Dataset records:
◆ ◆ ◆
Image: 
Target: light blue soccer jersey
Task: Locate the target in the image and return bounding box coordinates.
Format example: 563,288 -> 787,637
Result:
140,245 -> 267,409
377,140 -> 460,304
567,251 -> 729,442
◆ ◆ ◆
Rewrite the records above, putting "Sample format" in place of "Format example" and leaving everything else unchanged.

• **Correct response**:
Image: 
Target: light blue soccer jersey
Task: Locate the target in the image and return bounding box coordinates.
Sample format: 563,288 -> 787,637
Result:
140,245 -> 267,409
377,140 -> 460,304
567,251 -> 729,442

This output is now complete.